Goal –
Return every line of the records below that contains the string "chevron".

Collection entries
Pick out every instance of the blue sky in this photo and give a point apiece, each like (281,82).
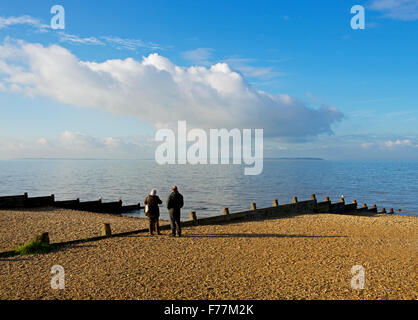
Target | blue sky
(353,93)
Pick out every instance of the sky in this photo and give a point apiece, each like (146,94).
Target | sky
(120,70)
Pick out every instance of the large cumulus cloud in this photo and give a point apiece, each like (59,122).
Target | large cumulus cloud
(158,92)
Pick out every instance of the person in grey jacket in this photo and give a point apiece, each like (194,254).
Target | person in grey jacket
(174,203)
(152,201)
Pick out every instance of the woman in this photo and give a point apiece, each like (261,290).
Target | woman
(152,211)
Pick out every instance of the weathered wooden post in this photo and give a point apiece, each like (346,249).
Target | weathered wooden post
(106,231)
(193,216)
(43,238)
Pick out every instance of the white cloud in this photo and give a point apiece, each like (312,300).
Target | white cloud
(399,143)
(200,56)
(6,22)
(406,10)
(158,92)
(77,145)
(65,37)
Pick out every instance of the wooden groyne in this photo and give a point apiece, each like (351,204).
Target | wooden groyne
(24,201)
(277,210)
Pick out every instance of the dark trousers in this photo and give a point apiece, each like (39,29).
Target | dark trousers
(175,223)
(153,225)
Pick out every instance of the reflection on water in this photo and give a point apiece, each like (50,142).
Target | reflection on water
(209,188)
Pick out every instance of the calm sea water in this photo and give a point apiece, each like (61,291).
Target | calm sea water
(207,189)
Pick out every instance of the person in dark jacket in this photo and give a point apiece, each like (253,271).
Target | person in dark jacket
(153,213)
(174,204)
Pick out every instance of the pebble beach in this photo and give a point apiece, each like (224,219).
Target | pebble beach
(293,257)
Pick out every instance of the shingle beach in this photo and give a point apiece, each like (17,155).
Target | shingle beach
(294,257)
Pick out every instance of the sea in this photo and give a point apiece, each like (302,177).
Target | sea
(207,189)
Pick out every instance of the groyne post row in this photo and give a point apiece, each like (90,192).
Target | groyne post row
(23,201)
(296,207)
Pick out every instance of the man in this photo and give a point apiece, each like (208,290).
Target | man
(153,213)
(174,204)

...

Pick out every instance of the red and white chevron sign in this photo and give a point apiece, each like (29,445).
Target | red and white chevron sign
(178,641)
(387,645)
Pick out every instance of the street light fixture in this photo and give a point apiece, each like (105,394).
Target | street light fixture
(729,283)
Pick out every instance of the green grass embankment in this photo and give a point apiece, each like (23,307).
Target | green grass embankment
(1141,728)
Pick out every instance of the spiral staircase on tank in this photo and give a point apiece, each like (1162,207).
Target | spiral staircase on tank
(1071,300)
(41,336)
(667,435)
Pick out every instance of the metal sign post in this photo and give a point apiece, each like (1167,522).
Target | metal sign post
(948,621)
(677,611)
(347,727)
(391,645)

Task output –
Pick out every instance of the red and white chevron sign in this photo and give a point apiece, each like (29,445).
Target | red and white chevron sign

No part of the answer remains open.